--- DATA RECORDS Enclosed Below ---

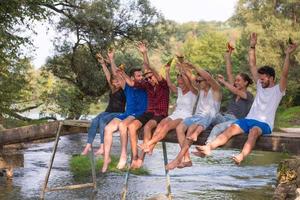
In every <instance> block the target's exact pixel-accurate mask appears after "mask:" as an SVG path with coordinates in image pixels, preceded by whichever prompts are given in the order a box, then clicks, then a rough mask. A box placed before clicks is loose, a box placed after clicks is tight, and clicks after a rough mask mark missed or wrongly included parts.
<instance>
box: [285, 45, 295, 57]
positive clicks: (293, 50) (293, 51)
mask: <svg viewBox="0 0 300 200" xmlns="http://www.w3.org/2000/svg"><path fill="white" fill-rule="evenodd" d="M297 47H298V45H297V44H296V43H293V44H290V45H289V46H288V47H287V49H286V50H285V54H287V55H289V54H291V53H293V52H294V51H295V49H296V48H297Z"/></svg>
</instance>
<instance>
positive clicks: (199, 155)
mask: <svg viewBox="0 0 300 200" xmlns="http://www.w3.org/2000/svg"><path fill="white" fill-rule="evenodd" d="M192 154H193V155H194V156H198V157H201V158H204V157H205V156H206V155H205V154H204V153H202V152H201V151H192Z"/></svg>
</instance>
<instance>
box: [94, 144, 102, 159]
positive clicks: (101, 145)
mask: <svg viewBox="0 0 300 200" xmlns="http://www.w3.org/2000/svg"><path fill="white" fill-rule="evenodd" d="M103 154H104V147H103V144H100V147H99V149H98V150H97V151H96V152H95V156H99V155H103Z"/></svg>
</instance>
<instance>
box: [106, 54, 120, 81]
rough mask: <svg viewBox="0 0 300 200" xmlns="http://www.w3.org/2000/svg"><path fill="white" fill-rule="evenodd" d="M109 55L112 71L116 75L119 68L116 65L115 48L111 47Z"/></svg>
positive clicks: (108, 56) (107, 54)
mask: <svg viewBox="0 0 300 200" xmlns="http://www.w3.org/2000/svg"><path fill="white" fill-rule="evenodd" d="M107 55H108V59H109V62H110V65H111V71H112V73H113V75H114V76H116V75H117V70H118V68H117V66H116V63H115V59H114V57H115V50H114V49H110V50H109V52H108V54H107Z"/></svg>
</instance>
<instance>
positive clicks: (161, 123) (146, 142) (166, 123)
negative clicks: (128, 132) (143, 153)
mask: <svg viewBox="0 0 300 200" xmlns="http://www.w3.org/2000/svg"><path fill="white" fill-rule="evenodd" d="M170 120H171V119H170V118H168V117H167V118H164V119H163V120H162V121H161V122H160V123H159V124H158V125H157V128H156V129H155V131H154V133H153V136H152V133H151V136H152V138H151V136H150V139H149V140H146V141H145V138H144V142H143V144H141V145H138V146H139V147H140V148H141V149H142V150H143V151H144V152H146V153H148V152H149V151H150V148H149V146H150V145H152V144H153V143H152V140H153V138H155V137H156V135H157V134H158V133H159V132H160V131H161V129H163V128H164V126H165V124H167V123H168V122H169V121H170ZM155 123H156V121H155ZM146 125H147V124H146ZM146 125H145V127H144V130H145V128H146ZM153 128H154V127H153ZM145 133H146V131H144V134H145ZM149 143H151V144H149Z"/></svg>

--- End of Enclosed DATA RECORDS ---
--- DATA RECORDS Enclosed Below ---

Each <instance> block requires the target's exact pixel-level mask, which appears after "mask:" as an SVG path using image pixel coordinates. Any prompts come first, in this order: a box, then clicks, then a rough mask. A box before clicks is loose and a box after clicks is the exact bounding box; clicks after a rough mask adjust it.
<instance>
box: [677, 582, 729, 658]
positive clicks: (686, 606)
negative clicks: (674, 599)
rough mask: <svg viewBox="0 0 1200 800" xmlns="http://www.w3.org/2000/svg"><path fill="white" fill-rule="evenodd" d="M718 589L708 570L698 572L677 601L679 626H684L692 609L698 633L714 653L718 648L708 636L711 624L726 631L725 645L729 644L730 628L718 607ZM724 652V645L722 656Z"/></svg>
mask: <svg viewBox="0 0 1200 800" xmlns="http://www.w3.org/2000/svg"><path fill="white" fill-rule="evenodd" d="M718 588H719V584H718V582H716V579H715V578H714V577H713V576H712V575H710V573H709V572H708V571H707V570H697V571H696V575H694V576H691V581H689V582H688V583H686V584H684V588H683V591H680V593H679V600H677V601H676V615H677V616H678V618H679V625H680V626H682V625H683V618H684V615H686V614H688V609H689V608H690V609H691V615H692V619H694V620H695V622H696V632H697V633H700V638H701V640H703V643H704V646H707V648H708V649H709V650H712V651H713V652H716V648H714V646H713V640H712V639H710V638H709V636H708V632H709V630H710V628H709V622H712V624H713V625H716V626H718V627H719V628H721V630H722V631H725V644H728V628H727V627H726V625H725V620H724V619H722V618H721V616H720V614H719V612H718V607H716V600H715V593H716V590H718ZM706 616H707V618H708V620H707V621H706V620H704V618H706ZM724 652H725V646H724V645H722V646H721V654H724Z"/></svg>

--- End of Enclosed DATA RECORDS ---

WORK TASK
Please report the number of lines in the data that include "coordinates", with no other words.

SOLUTION TO THE PROBLEM
2